Your task. In the article on U.S. export control reform below, which four USML categories went into effect in January?

Extract provided.
== Segment start ==

The administration of President Barack Obama is prioritizing the completion of rewriting the U.S. Munitions List (USML) in 2014 as part of its export control reform initiative.
The administration’s export control reform initiative is moving certain items from the strict State Department-controlled USML to the more flexible and Commerce Department-controlled Commerce Control List (CCL). The goal of export controls is to keep national security-sensitive items like missile or satellite technology from falling into the hands of enemy states. But over time, industry said it was hamstrung because items on sensitive materials, like nuts or bolts on a satellite, couldn’t be sold overseas without going through a complex process known as International Traffic in Arms Reduction (ITAR), which prompted international companies to start marketing parts as “ITAR-free” to boost sales.
Caroline Atkinson, deputy assistant to the president and deputy national security adviser for international economics, said Feb. 4 the administration is close to finishing rewriting the USML, an effort she called the cornerstone of the export control reform initiative. Atkinson said final categories for aircraft, gas turbine engines, classified articles and miscellaneous items went into effect in October and four more–vessels, military vehicles, auxiliary military equipment and submersibles–went into effect in January. Atkinson said these eight categories account for over $75 billion in exports.
Atkinson said the administration published another five categories in January; including launch vehicles and missiles, explosives, military training and protective equipment; and that these changes will go into effect this summer. Atkinson made her presentation at the Center for Strategic and International Studies (CSIS) in downtown Washington.

== Segment end ==

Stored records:

== Segment start ==

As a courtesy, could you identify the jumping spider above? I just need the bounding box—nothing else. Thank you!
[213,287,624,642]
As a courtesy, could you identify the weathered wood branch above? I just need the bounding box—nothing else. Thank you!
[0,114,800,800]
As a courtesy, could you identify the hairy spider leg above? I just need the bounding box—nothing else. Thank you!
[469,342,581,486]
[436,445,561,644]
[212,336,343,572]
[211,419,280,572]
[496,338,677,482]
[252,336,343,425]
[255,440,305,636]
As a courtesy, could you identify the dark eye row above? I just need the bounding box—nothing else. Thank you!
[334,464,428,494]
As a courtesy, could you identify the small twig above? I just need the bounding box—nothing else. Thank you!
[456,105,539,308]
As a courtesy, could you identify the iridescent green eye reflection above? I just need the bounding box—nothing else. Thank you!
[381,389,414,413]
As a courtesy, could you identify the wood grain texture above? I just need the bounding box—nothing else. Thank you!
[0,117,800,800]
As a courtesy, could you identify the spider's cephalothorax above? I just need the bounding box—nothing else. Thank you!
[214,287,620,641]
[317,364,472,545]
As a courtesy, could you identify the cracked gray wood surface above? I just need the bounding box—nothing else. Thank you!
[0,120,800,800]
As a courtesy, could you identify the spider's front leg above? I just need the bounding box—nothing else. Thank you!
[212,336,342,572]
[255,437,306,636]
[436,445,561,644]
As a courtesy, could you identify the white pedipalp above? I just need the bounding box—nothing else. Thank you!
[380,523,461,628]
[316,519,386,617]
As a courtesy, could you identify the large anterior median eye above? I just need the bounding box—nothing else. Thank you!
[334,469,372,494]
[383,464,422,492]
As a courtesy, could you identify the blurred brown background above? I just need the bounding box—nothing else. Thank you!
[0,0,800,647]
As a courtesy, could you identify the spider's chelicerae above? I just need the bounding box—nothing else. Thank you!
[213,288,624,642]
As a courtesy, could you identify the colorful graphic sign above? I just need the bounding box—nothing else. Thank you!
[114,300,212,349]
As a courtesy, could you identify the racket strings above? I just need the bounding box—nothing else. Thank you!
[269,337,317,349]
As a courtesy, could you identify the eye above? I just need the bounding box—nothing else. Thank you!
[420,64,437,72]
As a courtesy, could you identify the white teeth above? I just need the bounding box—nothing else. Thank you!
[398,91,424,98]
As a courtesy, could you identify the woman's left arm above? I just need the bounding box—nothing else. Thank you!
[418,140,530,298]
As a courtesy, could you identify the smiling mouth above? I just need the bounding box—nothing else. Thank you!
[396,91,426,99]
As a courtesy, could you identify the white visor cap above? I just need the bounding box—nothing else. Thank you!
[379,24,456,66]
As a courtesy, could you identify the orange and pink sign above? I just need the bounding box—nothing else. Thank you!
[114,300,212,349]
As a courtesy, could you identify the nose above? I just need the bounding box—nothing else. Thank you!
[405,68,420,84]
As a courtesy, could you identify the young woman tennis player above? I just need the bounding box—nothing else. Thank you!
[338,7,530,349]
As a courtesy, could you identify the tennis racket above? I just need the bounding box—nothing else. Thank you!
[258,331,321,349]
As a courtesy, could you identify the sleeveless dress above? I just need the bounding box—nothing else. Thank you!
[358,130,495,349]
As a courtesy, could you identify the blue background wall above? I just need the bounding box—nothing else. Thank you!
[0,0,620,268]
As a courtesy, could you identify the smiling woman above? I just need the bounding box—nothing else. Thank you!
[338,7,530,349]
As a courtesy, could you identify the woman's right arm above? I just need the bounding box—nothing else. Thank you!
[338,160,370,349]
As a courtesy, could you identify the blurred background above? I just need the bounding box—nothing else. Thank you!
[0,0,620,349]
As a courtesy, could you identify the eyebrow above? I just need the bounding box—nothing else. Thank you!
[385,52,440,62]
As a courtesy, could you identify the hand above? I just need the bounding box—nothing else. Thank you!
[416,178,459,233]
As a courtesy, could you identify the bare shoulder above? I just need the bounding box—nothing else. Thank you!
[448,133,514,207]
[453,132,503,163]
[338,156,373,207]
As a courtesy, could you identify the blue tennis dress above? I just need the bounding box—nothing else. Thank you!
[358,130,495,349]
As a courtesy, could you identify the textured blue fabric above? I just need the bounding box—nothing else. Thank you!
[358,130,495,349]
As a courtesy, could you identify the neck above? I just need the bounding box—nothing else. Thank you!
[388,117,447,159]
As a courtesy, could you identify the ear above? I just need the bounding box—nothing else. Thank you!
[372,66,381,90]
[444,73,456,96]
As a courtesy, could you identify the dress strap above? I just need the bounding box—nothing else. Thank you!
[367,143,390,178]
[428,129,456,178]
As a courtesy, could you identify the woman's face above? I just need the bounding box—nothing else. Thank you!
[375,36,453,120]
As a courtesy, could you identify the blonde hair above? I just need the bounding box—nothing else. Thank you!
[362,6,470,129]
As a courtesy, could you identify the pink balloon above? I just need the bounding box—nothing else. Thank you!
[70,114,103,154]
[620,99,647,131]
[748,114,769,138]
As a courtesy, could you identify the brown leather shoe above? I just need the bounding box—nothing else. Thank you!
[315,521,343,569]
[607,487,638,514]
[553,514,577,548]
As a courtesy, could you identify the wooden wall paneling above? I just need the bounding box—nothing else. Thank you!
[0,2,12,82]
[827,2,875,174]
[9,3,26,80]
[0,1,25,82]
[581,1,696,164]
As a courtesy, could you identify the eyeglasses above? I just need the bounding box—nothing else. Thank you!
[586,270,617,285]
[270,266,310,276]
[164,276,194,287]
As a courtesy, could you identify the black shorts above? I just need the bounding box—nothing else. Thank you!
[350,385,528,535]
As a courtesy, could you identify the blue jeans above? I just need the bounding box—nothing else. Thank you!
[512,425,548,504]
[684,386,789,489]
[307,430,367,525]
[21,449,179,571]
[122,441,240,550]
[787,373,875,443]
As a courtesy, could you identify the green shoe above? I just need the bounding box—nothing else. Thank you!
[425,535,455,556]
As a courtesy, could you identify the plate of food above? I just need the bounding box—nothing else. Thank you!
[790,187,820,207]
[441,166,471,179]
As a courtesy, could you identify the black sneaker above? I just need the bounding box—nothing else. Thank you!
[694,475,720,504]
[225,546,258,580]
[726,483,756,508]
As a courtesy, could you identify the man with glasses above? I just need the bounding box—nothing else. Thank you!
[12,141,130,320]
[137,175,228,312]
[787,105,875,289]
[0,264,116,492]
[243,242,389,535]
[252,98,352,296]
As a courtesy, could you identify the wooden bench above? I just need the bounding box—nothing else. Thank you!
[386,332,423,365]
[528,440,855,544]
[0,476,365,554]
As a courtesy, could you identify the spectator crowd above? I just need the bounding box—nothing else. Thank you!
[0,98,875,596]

== Segment end ==

Solution to the problem. Vessels, military vehicles, auxiliary military equipment and submersibles.